Your task:
State how many lines in the records below contain the string "appear", matching case exactly, and give only the number.

Record extracts:
====
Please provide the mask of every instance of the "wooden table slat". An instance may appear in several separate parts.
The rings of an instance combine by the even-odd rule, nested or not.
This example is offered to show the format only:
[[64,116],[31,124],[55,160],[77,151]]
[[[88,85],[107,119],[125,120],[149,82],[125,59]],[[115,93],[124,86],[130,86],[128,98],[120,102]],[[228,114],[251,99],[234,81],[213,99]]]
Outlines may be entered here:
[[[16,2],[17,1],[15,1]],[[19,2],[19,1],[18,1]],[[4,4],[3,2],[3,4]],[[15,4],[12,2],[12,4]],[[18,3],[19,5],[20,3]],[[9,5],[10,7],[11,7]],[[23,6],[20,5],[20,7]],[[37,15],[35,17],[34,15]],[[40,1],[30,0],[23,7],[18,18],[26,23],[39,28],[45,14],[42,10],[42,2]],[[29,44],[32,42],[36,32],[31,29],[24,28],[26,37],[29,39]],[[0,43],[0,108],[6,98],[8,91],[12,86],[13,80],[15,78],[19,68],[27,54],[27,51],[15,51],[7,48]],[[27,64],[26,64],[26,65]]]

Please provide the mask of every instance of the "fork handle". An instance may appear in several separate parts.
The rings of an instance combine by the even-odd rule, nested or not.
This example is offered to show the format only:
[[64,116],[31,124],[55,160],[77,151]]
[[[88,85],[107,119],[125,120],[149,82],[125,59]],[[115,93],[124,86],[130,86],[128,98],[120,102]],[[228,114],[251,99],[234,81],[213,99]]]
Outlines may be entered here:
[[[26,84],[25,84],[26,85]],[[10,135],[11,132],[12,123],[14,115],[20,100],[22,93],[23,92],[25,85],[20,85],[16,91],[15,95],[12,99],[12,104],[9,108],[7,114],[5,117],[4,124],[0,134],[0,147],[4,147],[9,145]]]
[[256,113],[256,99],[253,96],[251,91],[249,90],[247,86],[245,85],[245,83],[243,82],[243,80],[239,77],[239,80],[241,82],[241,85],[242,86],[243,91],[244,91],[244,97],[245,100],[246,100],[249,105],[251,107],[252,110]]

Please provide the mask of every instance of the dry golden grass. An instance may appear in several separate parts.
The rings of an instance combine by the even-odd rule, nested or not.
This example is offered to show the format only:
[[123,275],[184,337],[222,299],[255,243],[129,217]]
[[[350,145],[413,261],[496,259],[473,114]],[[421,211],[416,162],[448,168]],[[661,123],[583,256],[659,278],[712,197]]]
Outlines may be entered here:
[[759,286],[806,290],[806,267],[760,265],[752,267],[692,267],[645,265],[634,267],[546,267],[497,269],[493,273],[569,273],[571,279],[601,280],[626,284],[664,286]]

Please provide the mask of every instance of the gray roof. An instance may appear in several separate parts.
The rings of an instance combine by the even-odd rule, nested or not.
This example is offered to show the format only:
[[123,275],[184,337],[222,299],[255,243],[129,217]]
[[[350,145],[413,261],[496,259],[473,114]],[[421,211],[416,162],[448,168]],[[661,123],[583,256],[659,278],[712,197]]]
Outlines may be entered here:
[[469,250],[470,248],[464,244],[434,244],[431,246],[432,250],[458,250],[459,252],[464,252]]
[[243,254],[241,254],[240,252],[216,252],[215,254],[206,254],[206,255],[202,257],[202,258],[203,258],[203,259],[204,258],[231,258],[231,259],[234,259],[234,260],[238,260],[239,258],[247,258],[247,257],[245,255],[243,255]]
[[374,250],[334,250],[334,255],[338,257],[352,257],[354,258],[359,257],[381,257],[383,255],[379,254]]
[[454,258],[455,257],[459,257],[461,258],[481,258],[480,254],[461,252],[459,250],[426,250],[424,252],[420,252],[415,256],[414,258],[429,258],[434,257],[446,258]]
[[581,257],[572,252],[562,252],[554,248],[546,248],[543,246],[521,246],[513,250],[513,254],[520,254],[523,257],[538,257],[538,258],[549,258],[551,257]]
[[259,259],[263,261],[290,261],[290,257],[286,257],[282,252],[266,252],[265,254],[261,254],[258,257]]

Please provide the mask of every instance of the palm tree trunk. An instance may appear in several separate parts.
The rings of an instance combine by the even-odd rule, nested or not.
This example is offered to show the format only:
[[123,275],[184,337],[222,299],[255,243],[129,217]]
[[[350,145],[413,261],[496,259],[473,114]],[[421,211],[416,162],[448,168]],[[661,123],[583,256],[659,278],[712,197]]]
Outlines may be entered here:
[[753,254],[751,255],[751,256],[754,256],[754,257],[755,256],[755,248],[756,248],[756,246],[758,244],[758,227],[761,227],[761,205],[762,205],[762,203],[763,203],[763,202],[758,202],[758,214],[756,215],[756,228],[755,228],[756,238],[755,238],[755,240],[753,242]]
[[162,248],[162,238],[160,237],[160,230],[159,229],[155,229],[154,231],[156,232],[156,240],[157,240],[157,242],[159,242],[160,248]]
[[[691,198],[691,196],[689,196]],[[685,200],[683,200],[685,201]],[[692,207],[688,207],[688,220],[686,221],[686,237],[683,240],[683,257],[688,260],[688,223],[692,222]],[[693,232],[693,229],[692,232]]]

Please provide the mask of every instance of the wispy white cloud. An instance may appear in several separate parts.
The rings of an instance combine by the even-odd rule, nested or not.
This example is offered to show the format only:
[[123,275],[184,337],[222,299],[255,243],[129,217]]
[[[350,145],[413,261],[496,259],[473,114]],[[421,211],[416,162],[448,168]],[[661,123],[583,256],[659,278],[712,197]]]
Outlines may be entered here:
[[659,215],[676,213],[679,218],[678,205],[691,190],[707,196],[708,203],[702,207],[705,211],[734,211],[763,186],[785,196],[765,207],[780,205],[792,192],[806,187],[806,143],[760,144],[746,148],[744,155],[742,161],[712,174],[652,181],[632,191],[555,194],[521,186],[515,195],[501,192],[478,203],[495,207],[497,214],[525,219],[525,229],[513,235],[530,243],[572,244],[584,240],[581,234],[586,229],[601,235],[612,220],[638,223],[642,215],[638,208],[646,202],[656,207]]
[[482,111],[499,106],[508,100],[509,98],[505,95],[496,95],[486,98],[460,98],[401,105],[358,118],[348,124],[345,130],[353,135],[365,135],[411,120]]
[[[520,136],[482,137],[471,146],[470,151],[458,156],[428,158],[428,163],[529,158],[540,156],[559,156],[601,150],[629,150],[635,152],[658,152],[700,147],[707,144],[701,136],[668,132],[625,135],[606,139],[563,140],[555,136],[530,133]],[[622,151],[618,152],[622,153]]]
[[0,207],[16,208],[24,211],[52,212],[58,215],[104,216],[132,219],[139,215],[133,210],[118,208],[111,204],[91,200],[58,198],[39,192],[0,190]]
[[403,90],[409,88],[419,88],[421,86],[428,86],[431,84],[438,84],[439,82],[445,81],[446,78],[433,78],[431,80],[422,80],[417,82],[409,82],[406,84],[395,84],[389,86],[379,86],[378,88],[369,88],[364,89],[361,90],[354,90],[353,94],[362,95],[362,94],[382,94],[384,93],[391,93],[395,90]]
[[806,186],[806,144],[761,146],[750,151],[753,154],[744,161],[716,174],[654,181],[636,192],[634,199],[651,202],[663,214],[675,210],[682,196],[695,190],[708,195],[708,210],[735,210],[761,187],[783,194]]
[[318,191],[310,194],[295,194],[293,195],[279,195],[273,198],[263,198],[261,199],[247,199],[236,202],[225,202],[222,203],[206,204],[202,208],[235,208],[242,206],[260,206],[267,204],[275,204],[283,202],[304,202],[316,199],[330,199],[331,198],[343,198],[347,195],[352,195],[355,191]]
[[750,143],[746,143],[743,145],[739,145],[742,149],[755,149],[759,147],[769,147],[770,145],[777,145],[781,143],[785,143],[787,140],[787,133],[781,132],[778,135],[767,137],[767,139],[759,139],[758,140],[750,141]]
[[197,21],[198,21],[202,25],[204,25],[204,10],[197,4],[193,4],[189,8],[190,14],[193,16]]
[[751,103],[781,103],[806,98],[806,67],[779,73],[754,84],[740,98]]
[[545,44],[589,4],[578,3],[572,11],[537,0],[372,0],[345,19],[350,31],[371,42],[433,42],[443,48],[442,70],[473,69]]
====
Worked answer:
6